◆ Вопросы по тексту
[A] Перепишите слово в слово часть отрывка, начиная со слов «И все-таки, положа» и заканчивая словами «с усилием. Почему?».
[B] Сколько дней подряд, по словам отрывка, в Италии не торопятся найти человека?

◆ Отрывок со страницы
'''

Помимо того, есть журналистский долг и профессиональный кодекс чести, призывающие нас громко заявить о недопустимости дальнейшего пренебрежения в Италии к розыску нашего товарища. Почему уже 33 дня подряд не торопятся найти человека ни власти Италии, ни полиция, ни голосистые в других случаях политические и общественные деятели? В последние дни умолкла и итальянская печать. В связи с этим стоит напомнить зарубежной буржуазной прессе, как она бросается яростно отстаивать без разбора всех ее заграничных корреспондентов, даже если те уличены в неприглядных или попросту противозаконных делах.
Где же их хваленая приверженность заботе о «правах человека»?
И все-таки, положа руку на сердце, эта, сыгравшая такую неоплатную роль в моей судьбе статья вызывает сегодня не только благодарность, но и легкое раздражение. Я позволил себе сократить ее на один абзац, однако дело не в нем. Вроде бы все как было изначально, так и осталось, а текст словно подернулся окалиной и воспринимается с усилием. Почему?

'''

◆ Исходные данные
'''

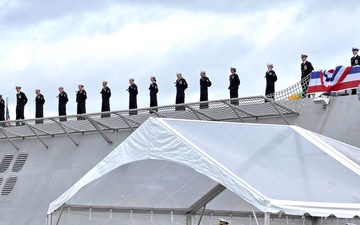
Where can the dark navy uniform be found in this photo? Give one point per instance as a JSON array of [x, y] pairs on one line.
[[234, 87], [271, 78], [204, 84], [81, 97], [153, 94], [355, 60], [133, 91], [39, 107], [181, 86], [21, 101], [2, 110], [105, 105], [306, 69], [63, 99]]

'''

◆ Ответы по номерам
[A]
И все-таки, положа руку на сердце, эта, сыгравшая такую неоплатную роль в моей судьбе статья вызывает сегодня не только благодарность, но и легкое раздражение. Я позволил себе сократить ее на один абзац, однако дело не в нем. Вроде бы все как было изначально, так и осталось, а текст словно подернулся окалиной и воспринимается с усилием. Почему?

[B] 33 дня.